DOCUMENT SEGMENT:
☆ ☆ ☆

To document clinical characteristics of paediatric patients diagnosed with Chronic Recurrent Multifocal Osteomyelitis (CRMO). To collect data on the disease’s imaging, outcome and management.


We retrospectively reviewed clinical characteristics, radiological data and treatment in paediatric CRMO patients, followed at our institution paediatric rheumatology department.


Of the twenty-five patients enrolled, bone pain was the leading symptom (24/25 patients). On imaging, 148 lesions were identified with an average of 5.9 lesions per patient. The most common sites involved were the vertebrae (37%) and lower limbs (31%), followed by the pelvis (10%) and clavicles (9%). Our data confirm the known propensity for clavicle involvement, reaching 40% (10/25) of our patients on imaging, and 9/25 based on the pain symptoms. In our cohort, conventional radiographs showed characteristic lesions of osteolysis, sclerosis or mixed patterns. CRMO lesions are described in early stages as osteolytic, and the sclerosis and periosteal reaction mostly occurred afterwards due to the healing process. In most cases CRMO showed a typical pattern of bone involvement on Magnetic Resonance Imaging (MRI): multifocal, T2-weighted hyperintense geographic lesions at the metaphysis and epiphysis adjacent to the growth plates of tubular bones. In general, lesions present as areas of bone marrow edema, which additionally implicates low signal intensity on T1-weighted images and contrast enhancement.

Figure 1 

CRMO in a 9-year-old girl with pain at the left clavicle (medial). a) Coronal computed tomographic image shows expansion of the medial clavicle with osteolysis. b) T2-weighted MRI shows edema of surrounded soft tissues and sternoclavicular hyperostosis.

☆ ☆ ☆

RECORDS SHOWN:

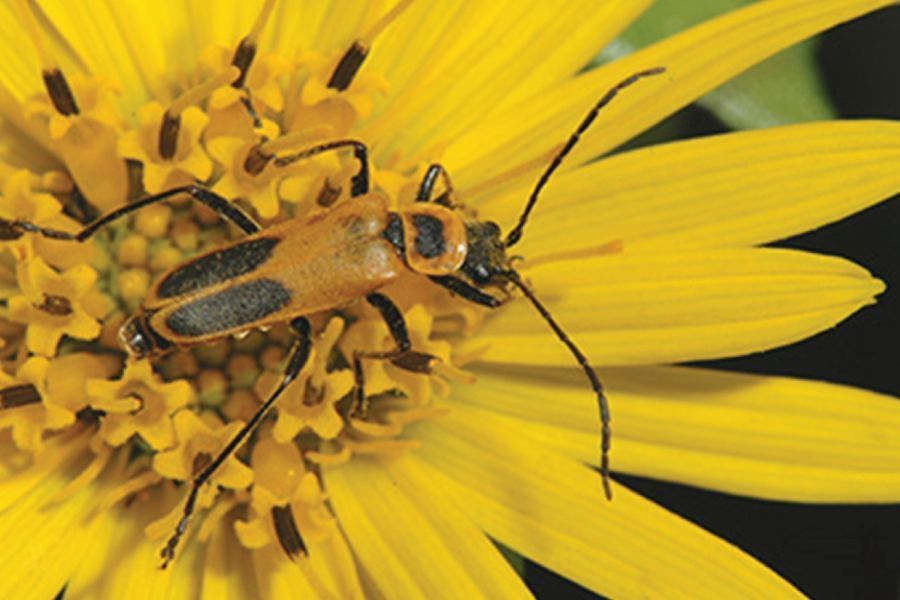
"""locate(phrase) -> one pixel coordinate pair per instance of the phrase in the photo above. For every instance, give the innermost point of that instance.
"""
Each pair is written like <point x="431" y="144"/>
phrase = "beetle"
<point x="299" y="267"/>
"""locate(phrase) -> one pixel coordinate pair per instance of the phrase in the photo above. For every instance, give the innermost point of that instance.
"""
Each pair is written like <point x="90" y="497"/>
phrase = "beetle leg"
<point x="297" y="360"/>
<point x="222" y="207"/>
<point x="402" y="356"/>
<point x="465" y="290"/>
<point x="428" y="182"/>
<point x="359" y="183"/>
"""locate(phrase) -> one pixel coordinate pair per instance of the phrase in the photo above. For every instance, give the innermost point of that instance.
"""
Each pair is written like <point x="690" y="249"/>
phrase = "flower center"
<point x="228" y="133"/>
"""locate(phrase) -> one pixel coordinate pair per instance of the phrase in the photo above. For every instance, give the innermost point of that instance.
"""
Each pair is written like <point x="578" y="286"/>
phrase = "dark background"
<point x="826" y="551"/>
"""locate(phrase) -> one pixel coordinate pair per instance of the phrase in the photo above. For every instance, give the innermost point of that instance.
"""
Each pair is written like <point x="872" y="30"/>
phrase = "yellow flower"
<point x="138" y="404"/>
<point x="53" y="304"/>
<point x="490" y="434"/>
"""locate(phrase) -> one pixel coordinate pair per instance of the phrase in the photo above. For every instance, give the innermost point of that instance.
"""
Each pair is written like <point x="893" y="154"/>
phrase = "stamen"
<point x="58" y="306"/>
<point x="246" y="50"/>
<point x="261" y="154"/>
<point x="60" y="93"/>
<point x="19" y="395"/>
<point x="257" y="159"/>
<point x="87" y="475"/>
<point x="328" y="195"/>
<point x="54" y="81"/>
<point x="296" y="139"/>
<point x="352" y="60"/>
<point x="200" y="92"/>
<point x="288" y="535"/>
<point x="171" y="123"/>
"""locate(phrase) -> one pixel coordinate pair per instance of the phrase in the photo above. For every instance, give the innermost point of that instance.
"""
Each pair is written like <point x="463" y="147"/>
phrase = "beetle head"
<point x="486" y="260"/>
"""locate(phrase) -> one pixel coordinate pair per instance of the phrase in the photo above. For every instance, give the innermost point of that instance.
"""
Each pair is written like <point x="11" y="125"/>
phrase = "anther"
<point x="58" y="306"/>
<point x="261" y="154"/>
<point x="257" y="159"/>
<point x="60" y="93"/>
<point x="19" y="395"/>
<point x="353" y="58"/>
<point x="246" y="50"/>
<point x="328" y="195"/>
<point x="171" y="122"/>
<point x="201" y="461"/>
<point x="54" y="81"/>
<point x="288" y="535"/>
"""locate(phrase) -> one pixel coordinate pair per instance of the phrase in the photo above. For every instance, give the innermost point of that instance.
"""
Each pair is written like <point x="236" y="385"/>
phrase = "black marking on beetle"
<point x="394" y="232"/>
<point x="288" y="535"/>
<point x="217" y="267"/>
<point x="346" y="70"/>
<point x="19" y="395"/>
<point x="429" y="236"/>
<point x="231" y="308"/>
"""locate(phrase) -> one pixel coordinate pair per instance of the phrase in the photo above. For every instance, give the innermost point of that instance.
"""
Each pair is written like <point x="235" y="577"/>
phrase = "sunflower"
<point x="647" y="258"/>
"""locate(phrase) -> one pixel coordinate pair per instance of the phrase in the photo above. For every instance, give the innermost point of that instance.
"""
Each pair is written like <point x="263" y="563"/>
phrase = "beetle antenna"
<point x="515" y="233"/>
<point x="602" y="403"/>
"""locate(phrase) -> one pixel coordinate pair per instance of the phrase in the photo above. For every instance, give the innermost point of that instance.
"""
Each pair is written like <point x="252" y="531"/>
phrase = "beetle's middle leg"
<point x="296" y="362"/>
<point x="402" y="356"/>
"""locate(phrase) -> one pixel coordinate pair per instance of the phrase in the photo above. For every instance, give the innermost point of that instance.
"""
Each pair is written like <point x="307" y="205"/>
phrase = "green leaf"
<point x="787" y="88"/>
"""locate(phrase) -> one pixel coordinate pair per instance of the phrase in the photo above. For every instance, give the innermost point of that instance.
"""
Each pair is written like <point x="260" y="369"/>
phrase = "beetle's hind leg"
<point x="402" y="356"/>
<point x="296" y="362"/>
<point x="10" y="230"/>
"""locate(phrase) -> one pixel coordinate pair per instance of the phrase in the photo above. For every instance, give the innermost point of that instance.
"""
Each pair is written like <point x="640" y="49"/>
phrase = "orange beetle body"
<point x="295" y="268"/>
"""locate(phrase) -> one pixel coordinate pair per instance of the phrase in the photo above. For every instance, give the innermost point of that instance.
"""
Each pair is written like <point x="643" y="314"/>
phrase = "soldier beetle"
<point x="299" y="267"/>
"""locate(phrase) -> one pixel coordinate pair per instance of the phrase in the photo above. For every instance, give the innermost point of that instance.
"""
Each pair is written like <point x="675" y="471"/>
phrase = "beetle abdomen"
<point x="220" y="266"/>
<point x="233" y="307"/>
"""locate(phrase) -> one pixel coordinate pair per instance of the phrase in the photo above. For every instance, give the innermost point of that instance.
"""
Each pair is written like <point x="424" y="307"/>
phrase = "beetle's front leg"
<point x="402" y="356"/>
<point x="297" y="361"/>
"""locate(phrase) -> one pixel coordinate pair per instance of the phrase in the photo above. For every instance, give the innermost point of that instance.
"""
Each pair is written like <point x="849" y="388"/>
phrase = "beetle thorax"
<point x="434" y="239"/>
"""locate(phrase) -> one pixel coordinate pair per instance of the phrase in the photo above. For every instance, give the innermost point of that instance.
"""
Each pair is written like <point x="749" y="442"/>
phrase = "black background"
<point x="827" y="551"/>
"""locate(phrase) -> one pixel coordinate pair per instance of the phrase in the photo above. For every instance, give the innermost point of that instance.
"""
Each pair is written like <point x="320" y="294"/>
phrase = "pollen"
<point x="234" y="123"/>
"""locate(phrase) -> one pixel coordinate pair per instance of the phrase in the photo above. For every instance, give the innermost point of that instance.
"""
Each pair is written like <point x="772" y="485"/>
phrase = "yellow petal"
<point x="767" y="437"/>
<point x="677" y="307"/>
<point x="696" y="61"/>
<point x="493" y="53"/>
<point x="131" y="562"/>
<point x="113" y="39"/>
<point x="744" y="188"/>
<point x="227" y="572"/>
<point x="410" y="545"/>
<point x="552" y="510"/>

☆ ☆ ☆

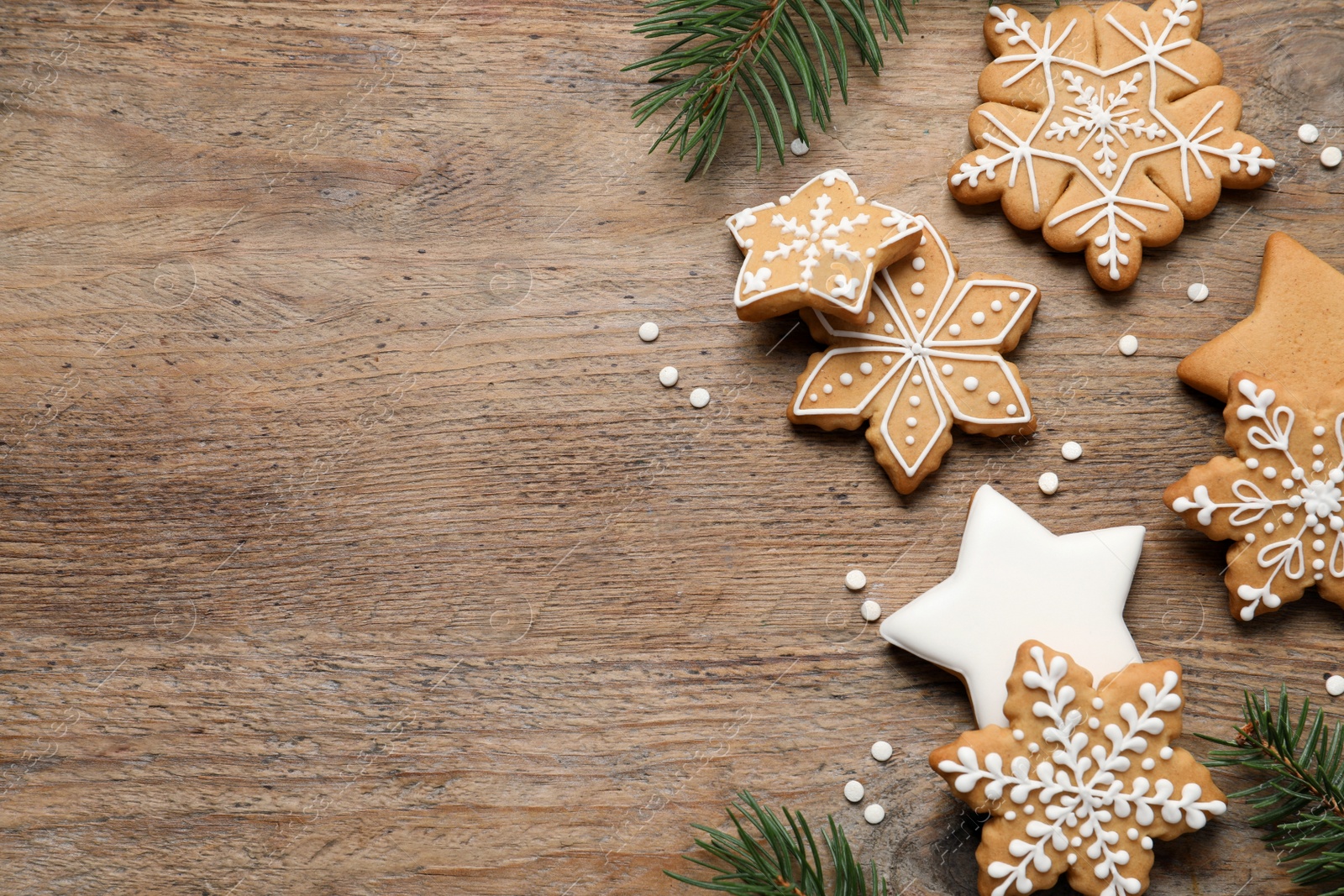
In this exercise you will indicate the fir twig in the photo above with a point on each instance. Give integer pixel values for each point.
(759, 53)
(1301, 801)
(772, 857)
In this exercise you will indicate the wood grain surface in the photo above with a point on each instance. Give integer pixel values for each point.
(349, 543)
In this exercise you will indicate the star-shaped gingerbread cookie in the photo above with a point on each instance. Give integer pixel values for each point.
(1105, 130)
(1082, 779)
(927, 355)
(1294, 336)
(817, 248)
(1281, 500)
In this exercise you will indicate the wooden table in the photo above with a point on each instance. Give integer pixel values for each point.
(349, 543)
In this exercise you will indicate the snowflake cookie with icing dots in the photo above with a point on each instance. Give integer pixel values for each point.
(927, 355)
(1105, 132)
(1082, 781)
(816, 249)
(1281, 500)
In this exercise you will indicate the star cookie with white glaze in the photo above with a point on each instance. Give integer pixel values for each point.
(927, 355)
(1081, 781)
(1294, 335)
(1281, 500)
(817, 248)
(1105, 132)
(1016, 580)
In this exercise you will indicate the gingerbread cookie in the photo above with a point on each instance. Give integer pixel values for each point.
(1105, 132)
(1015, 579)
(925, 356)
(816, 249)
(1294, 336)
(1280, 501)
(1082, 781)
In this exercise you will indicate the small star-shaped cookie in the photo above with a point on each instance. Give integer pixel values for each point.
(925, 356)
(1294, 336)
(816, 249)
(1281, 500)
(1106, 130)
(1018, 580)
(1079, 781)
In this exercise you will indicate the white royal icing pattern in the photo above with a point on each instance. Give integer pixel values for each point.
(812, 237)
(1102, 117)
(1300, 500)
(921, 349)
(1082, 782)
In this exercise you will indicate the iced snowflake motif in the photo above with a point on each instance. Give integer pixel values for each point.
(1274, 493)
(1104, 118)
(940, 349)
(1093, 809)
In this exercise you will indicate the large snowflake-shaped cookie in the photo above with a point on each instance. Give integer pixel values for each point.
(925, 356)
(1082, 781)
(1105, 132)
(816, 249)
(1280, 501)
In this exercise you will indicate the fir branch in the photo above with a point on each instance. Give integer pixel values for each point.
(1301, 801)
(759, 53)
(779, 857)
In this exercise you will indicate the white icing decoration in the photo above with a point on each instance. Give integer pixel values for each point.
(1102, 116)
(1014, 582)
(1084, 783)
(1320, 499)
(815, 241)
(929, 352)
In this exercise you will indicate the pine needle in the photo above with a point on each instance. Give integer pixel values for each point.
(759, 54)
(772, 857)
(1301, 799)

☆ ☆ ☆

Please name the two most commonly involved sites according to the CRMO study summary.

The vertebrae (37%) and the lower limbs (31%).